• WHAT THIS TASK INVOLVES:
Retype all of the data. Every line must match exactly.

• RECORDS FOR THIS EXERCISE:
_ _ _ _ _ _ _

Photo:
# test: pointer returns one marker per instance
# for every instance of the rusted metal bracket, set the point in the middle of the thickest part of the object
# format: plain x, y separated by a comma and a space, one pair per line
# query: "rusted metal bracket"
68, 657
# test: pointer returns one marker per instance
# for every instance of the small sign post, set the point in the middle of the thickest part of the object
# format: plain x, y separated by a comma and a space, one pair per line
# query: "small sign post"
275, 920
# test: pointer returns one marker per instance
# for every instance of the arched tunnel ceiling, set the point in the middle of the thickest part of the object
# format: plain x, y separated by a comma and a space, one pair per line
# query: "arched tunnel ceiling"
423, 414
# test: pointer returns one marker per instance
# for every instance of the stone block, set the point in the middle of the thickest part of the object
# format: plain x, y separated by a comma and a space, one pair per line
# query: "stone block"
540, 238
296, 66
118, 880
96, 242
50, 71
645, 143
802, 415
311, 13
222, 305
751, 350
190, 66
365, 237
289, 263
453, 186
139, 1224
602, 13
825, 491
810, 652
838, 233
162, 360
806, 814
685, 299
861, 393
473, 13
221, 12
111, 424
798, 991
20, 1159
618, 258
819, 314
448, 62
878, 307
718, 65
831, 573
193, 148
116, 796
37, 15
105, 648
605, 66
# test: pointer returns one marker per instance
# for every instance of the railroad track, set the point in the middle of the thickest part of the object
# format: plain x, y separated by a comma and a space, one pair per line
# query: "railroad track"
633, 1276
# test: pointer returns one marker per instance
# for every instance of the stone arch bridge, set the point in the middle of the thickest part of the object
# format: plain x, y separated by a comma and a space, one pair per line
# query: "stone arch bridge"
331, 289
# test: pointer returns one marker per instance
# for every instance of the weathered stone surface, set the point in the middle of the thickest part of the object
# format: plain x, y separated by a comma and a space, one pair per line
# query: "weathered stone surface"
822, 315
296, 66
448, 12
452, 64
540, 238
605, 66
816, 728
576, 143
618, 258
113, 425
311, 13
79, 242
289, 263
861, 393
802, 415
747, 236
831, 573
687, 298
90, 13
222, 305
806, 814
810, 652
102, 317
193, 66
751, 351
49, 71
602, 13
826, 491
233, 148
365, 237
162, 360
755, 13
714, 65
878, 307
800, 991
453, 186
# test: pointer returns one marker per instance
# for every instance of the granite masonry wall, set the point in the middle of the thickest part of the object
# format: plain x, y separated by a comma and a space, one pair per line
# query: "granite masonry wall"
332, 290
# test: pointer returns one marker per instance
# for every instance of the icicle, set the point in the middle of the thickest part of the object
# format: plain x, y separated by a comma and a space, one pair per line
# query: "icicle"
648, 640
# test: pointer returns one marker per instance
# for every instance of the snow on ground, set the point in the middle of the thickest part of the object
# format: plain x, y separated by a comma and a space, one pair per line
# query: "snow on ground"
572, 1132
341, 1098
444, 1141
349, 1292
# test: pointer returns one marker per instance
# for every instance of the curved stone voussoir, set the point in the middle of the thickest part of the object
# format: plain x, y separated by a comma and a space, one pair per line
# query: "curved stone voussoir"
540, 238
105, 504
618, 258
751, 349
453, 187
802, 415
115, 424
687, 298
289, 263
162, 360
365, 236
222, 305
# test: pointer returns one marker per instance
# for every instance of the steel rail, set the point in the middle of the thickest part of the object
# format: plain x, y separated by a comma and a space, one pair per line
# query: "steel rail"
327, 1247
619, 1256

_ _ _ _ _ _ _

• EXERCISE RESPONSE:
Photo:
# test: pointer returns one marker per instance
# for every instance of the rusted metal bracket, set the point in the middle of the thickest part of the object
# format: plain x, y separated by a comma and a space, one pair per line
# query: "rusted metal bracket"
68, 657
# test: pointer returns one marker per instance
# for every instance of the small sign post, set the point in the middle of the thickest part of the object
# format: plain x, y separated by a comma and a space, one pair per line
# query: "small sign post"
275, 920
# test: pointer returns one marker per instance
# for every instance of the arched tunnel ceiling, set the point in the middle of the thickest part of the object
# format: plain x, y separated by a comma and a space, one pair per line
# query: "arched tunnel ceiling"
423, 414
# test: pointer returns one marker per instance
# for every instance of the stone block, set the point in the middle of the thickest part of the object
# format: plain x, y separated by a comma and a space, one pair per line
# query: "stone block"
540, 238
296, 66
118, 880
96, 242
50, 71
645, 143
802, 415
311, 13
222, 305
751, 350
190, 66
365, 237
289, 263
453, 186
139, 1224
602, 13
825, 491
810, 652
838, 233
162, 360
806, 814
685, 299
861, 393
473, 13
221, 12
111, 424
798, 991
20, 1159
618, 258
819, 314
448, 62
878, 307
718, 65
831, 573
193, 148
116, 796
37, 15
105, 648
605, 66
# test: pointer returns one marker per instance
# for every instance of the railroad track, set the point in the middle of the thickest part of the object
# format: plain x, y separated by a comma and a space, one pair per line
# query: "railroad track"
633, 1276
# test: pointer returns one marker per instance
# for every instance of the stone arch bridge, set the point in the middle of the thickest part of the object
# format: plain x, y separated by a comma and a space, one pair per line
# query: "stone arch bridge"
331, 289
# test: pointer returns one marker per instance
# for every instance of the weathered stone surface, set the point in the middle of the thickest part of the object
# format: plain x, y separated by a comma and a space, one pair per line
# query: "weathered stone surface"
822, 315
296, 66
448, 12
452, 64
540, 238
605, 66
816, 728
576, 143
618, 258
113, 425
311, 13
79, 242
289, 263
861, 393
802, 415
747, 236
831, 573
687, 298
90, 13
222, 305
806, 814
810, 652
102, 317
193, 66
751, 351
49, 71
602, 13
826, 491
233, 148
365, 237
162, 360
755, 13
714, 65
878, 307
800, 991
453, 186
# test: pointer returns one marker per instance
# for every instance of the granite masonry wall, set the point in the middle of the thickest part of the object
# format: plain x, y separated by a comma and a space, one pair per line
# query: "granite masonry wall"
332, 290
# test: pointer returns one marker per instance
# for every instance of the icicle, set the point in the middle of the thickest part of the object
# format: plain x, y separated by a comma and a space, one pair per line
# query: "icicle"
648, 640
# test: pointer returns one marker per instance
# for every instance of the snow on ground, set the point in the middle of the thickest part of the object
# format: plain x, y separated by a comma and a space, one pair per line
# query: "snow on ground"
572, 1132
341, 1098
444, 1141
349, 1292
# test: pointer returns one marker per instance
# for every instance of the curved stone voussoir, set the point in the middle of the thickest part of the object
# format: plain x, y separated by a comma and a space, one pair per line
# query: "curved stone voussoir"
540, 238
105, 504
618, 258
751, 349
453, 187
802, 415
115, 424
687, 298
289, 263
162, 360
365, 236
222, 305
# test: pointer returns one marker per instance
# for every instance of the steel rail, set the point in the middle of the thickest part of the object
# format: plain x, y separated by a comma and a space, one pair per line
# query: "steel rail"
327, 1247
619, 1256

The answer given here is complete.